▸ Goal
Pick out every line of the records that contains the word "water".

▸ Data shown
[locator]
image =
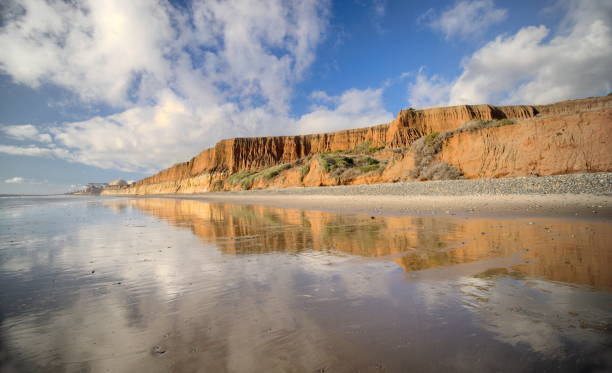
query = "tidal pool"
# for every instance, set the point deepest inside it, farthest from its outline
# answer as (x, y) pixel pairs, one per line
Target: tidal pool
(173, 285)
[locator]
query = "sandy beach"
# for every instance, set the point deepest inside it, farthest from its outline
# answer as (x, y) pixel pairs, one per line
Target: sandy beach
(572, 196)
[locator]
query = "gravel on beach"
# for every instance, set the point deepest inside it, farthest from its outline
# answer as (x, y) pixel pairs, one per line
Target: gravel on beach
(599, 184)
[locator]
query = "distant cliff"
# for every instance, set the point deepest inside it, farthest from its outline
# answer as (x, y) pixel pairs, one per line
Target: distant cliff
(471, 141)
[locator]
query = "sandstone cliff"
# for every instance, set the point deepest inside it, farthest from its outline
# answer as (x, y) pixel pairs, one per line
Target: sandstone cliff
(569, 136)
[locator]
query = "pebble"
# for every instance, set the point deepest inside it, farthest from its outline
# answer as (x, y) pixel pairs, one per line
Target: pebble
(589, 183)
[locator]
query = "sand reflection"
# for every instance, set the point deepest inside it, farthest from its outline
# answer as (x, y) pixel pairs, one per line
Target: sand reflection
(553, 249)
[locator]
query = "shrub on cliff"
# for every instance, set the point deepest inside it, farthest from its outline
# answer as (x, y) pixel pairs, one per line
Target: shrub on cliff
(366, 147)
(424, 151)
(272, 172)
(477, 124)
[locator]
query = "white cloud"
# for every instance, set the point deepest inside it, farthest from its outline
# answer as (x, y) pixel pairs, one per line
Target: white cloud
(15, 180)
(428, 91)
(182, 80)
(35, 151)
(21, 180)
(25, 132)
(532, 67)
(465, 19)
(353, 108)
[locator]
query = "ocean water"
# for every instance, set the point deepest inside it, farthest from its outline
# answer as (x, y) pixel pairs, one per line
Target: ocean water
(93, 284)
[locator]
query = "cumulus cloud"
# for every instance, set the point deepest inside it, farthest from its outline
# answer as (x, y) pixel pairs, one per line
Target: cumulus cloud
(181, 79)
(25, 132)
(534, 67)
(15, 180)
(465, 19)
(428, 91)
(35, 151)
(21, 180)
(353, 108)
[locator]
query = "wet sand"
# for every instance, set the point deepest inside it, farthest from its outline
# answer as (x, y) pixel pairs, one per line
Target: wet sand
(572, 195)
(184, 285)
(556, 205)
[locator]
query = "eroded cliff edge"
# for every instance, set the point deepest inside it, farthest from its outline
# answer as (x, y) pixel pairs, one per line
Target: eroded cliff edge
(470, 141)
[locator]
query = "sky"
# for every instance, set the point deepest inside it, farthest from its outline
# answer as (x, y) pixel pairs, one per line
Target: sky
(92, 91)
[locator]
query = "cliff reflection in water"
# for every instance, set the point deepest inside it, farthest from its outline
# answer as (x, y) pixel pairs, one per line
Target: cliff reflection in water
(553, 249)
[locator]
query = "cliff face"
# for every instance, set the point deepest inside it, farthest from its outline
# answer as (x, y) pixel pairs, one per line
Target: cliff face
(568, 136)
(550, 146)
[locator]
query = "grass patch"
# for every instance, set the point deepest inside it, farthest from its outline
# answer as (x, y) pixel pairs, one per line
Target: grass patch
(272, 172)
(370, 168)
(366, 147)
(478, 124)
(244, 179)
(332, 162)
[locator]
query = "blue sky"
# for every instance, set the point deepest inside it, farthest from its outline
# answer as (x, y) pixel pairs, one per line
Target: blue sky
(111, 89)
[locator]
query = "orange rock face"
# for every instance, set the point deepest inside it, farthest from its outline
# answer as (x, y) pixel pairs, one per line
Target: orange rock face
(551, 146)
(569, 136)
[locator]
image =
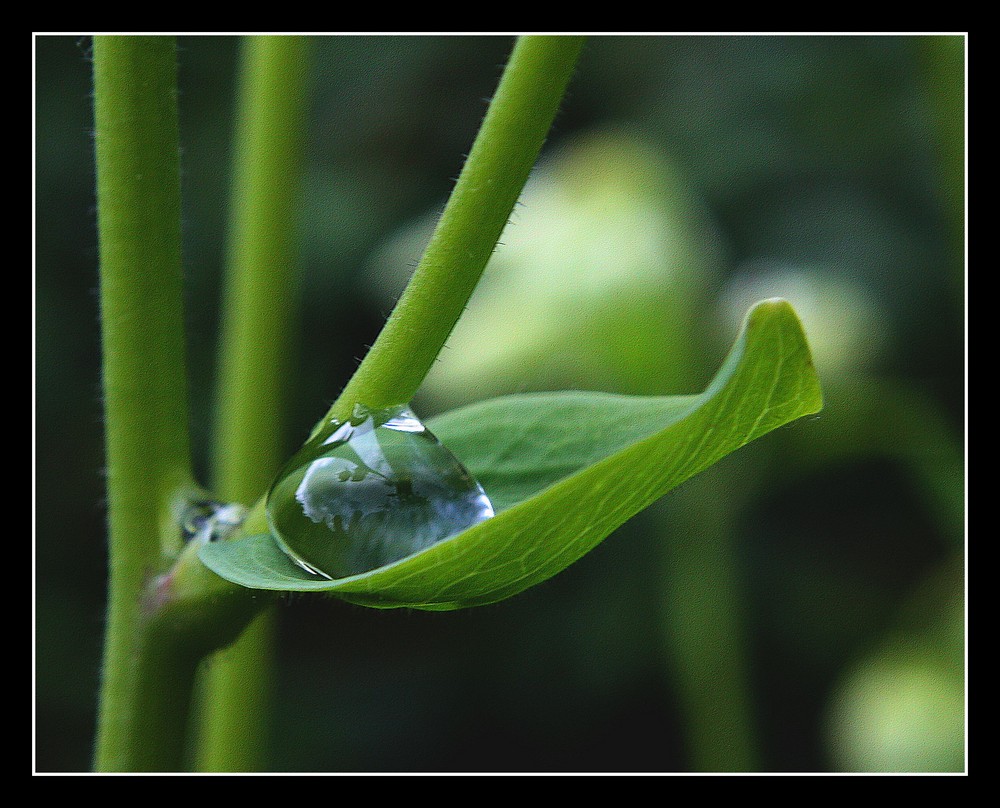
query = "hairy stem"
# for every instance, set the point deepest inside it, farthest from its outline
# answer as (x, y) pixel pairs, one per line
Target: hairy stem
(257, 315)
(145, 391)
(508, 143)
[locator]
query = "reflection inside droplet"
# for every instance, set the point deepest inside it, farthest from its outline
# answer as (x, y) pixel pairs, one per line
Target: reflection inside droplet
(371, 491)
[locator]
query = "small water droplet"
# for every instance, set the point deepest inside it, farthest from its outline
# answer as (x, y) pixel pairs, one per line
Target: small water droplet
(208, 520)
(371, 491)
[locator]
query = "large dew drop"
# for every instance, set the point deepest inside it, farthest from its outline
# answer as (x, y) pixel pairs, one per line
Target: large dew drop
(370, 491)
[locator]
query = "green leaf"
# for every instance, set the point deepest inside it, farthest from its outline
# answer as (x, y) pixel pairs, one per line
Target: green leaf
(564, 470)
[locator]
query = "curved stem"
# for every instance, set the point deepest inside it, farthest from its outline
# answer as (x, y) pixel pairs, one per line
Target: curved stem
(501, 158)
(257, 313)
(145, 391)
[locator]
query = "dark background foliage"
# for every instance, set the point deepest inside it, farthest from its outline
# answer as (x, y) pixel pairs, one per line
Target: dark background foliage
(838, 156)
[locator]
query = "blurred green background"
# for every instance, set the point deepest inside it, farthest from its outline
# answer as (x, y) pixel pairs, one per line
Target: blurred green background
(799, 607)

▸ The completed task
query = "ocean water"
Target: ocean water
query = "cliff reflection in water"
Target: cliff reflection in water
query = "small water droplet"
Target: small water droplet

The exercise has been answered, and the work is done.